### WRITTEN INSTRUCTION 1:
Reproduce everything in the entries below, from their beginning down to and including the line that contains "[[[306,104],[304,106],[304,130],[309,130],[313,128],[313,108]]]", with no changes. Leave the pictures out of your reproduction.

### DOCUMENT PASSAGE:
========================

Among hot-button environmental issues, carbon trading perhaps doesn’t get the limelight as often as it should, as its one of the most environmentally (and socially) destructive practices going on today. Large (Western) corporations are allowed to emit set amounts of carbon, and if they wish to emit more than their allotted amount, they can “purchase” so-called carbon credits through “offset projects” like, say, planting a field full of eucalyptus plants in rural Brazil (the plants’ environmental benefits offset the increased carbon emission of the large corporation). However, as Amy Miller’s documentary The Carbon Rush is quick to point out, the single-minded and narrow focus on offset projects inevitably ignored the larger social and environmental costs they create (ie. those eucalyptus trees wiped out an entire village’s water supply; when locals protest, large corporations send henchmen to threaten and assault anyone who makes a fuss). The story is a familiar one: small communities are helpless in the fight against global profits.

========================

### WRITTEN INSTRUCTION 2:
According to the passage on carbon trading, what happened to the village's water supply because of the eucalyptus trees?

========================

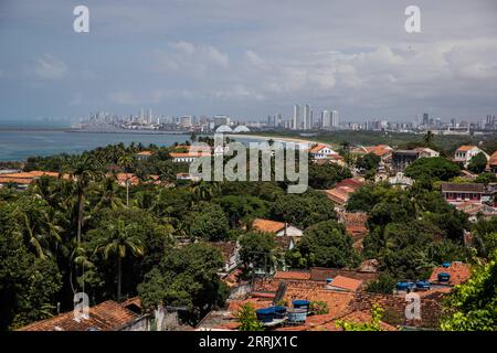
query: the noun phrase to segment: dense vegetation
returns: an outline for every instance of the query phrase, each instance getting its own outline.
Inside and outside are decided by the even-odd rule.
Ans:
[[[142,150],[154,153],[137,159]],[[495,300],[482,298],[491,284],[495,288],[495,264],[488,261],[497,222],[469,224],[445,202],[437,185],[458,174],[452,162],[416,161],[406,171],[416,180],[409,190],[367,183],[356,191],[348,211],[367,212],[369,228],[359,254],[337,222],[334,203],[319,191],[349,178],[348,169],[310,164],[310,188],[288,194],[287,182],[177,181],[188,165],[173,163],[170,151],[116,145],[78,156],[30,158],[27,171],[66,176],[43,176],[22,192],[0,189],[0,330],[49,318],[57,303],[61,311],[71,310],[74,292],[83,288],[92,304],[139,296],[146,310],[182,307],[184,319],[195,323],[229,295],[218,276],[224,257],[212,246],[226,240],[240,242],[245,276],[282,267],[355,268],[376,258],[382,275],[368,290],[377,292],[391,292],[401,279],[424,279],[442,261],[482,261],[480,275],[455,292],[457,312],[445,328],[488,327]],[[372,171],[378,162],[370,156],[357,165]],[[140,183],[119,185],[119,172],[134,173]],[[158,180],[151,182],[151,175]],[[286,222],[304,236],[288,250],[273,234],[253,229],[256,217]],[[475,248],[464,246],[465,229],[473,231]],[[479,303],[487,311],[478,311]],[[240,315],[245,328],[253,328],[251,308]]]

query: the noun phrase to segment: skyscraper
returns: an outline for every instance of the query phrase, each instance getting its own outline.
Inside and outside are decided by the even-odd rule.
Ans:
[[[321,129],[327,130],[331,128],[331,114],[329,110],[322,110],[321,111]]]
[[[338,125],[340,122],[338,121],[338,110],[331,110],[331,127],[338,128]]]
[[[423,114],[423,126],[429,126],[429,124],[430,124],[429,115],[427,115],[427,113],[424,113]]]
[[[294,118],[292,120],[292,129],[299,130],[302,129],[302,108],[300,105],[294,105]]]
[[[306,104],[304,106],[304,130],[309,130],[313,128],[313,108]]]

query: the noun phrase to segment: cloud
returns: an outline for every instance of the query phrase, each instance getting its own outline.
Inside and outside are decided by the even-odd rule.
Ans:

========================

### RESULT 1:
query: the noun phrase to segment: dense vegetation
returns: an outline for every instance of the query phrase, each instance getting its own outline.
Inside and outside are decided by the even-odd rule.
Ans:
[[[142,150],[154,153],[137,159]],[[495,300],[482,298],[491,284],[495,288],[495,264],[488,261],[497,222],[469,224],[445,202],[437,185],[458,174],[452,162],[416,161],[406,171],[416,180],[409,190],[367,183],[356,191],[348,211],[367,212],[369,228],[359,254],[337,222],[334,203],[319,191],[349,178],[348,169],[310,164],[310,188],[288,194],[287,182],[177,181],[188,165],[173,163],[170,151],[116,145],[78,156],[30,158],[27,171],[66,176],[43,176],[22,192],[0,189],[0,330],[49,318],[57,303],[61,311],[71,310],[74,292],[83,288],[92,304],[139,296],[146,310],[182,307],[184,319],[195,323],[229,295],[218,276],[224,257],[212,246],[226,240],[240,242],[245,276],[282,267],[355,268],[376,258],[382,275],[368,290],[377,292],[391,292],[401,279],[424,279],[442,261],[482,261],[480,275],[455,292],[457,312],[445,328],[488,327]],[[372,171],[378,162],[370,156],[357,165]],[[140,183],[119,185],[119,172],[134,173]],[[158,180],[151,182],[151,175]],[[286,222],[304,236],[288,250],[273,234],[253,229],[256,217]],[[475,248],[464,246],[465,229],[473,231]],[[479,303],[487,311],[478,311]],[[240,315],[245,328],[253,328],[251,308]]]

query: the noun phrase to segment: skyscraper
returns: an outline for every instance of the query phrase, each instance getting its own outline.
Inside and outside are decided by the even-odd rule.
Ans:
[[[321,129],[327,130],[331,128],[331,114],[329,110],[322,110],[321,111]]]
[[[338,125],[340,122],[338,121],[338,110],[331,110],[331,127],[338,128]]]
[[[423,114],[423,126],[429,126],[429,124],[430,124],[429,115],[427,115],[427,113],[424,113]]]
[[[294,118],[292,120],[292,129],[299,130],[302,129],[302,108],[300,105],[294,105]]]
[[[306,104],[304,106],[304,130],[309,130],[313,128],[313,108]]]

### RESULT 2:
The eucalyptus trees wiped out an entire village's water supply.